## Start Record excerpts

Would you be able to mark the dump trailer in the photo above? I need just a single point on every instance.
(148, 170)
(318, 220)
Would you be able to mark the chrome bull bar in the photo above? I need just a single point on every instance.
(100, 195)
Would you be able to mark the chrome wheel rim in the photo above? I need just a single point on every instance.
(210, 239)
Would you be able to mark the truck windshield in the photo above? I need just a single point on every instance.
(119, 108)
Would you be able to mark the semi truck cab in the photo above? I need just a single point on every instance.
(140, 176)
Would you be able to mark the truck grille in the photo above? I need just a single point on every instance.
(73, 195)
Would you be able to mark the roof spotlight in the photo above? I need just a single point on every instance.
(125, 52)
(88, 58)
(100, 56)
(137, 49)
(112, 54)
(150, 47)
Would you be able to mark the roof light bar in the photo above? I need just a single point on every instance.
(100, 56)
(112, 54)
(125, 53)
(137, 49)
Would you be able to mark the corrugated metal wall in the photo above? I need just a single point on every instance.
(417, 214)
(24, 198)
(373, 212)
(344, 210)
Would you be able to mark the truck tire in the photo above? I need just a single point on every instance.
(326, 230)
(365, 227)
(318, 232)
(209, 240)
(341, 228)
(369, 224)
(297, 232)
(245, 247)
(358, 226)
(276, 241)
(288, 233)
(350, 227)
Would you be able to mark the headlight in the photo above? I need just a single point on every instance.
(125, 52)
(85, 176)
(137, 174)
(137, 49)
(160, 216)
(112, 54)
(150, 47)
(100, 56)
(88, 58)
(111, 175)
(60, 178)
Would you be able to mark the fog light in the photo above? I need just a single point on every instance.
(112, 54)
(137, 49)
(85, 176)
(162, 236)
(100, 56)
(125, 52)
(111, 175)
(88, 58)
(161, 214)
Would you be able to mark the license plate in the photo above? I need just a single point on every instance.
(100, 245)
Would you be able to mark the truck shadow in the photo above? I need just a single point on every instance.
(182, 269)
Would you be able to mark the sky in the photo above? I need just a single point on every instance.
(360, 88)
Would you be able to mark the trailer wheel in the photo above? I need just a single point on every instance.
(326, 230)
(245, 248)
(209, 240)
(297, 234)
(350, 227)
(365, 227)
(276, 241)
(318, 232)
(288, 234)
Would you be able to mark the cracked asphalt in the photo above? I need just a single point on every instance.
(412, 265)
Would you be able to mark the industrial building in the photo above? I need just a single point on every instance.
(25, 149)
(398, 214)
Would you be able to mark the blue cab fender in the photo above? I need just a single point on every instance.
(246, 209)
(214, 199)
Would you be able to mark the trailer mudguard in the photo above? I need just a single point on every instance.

## End Record excerpts

[Brief]
Return exactly the lines from the one containing "Would you be able to mark the roof light" to the last line of the data, and nothing more.

[Right answer]
Would you be able to mark the roof light bar in the photo above? I need just a single point on every instance.
(100, 56)
(112, 54)
(125, 53)
(137, 49)
Would you be able to mark the corrugated metal wall in the photo above? I need just a single point on every instance.
(417, 214)
(24, 198)
(373, 212)
(344, 210)
Would you be able to mark the truck tire in the photo above? I need just a single point on every instance.
(326, 230)
(365, 227)
(318, 232)
(209, 240)
(341, 228)
(369, 224)
(297, 232)
(245, 247)
(358, 226)
(276, 241)
(288, 233)
(350, 227)
Would you be able to mark the headlight in the photo above? I need just a single point on every instance.
(125, 52)
(85, 176)
(137, 174)
(137, 49)
(160, 216)
(112, 54)
(150, 47)
(100, 56)
(88, 58)
(111, 175)
(60, 178)
Would you be able to mark the fog light in the photo above? I need just a single point on every instance.
(112, 54)
(137, 49)
(85, 176)
(162, 236)
(100, 56)
(125, 52)
(111, 175)
(88, 58)
(161, 214)
Would you be able to mark the license plate in the photo above? I need just a single point on every instance.
(100, 245)
Would you be able to mark the truck shadow in the photo above? I need just a single point on every instance.
(182, 269)
Would you be able to mark the sky in the photo above? I need just a single point on every instance.
(360, 88)
Would you be able to mark the trailer wheel in the photo above? I need just a single point on every instance.
(326, 230)
(245, 248)
(209, 240)
(297, 234)
(350, 227)
(365, 227)
(276, 241)
(318, 232)
(288, 234)
Would you be able to mark the cracked asphalt in the photo above? I need just a single point on every instance.
(412, 265)
Would you be able to mark the industrial building in the photo above? I need just a single point on every instance.
(25, 149)
(398, 214)
Would you be able to mark the blue cab fender in the photo above? I need just a single point on every instance.
(246, 209)
(214, 199)
Would you be able to mark the trailer mudguard in the photo above? I need just a single point on every instance.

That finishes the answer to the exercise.